TASK TO COMPLETE
Rewrite each line of the items below as a JSON list of strings, with one string per line and any blank lines left out.

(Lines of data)
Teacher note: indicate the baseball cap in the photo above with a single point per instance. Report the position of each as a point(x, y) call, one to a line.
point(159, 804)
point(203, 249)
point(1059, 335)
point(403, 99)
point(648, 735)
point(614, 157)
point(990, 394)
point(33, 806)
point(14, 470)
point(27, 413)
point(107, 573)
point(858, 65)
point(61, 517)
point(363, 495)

RESPONSE TO THIS EXERCISE
[
  "Teacher note: indicate the baseball cap in the photo above with a single point per instance. Report the position of each as a point(x, y) call, one to a line.",
  "point(159, 804)",
  "point(203, 249)",
  "point(1059, 335)",
  "point(403, 99)",
  "point(648, 735)",
  "point(614, 157)",
  "point(990, 394)",
  "point(33, 806)",
  "point(14, 470)",
  "point(27, 413)",
  "point(107, 573)",
  "point(858, 65)",
  "point(61, 517)",
  "point(363, 495)"
]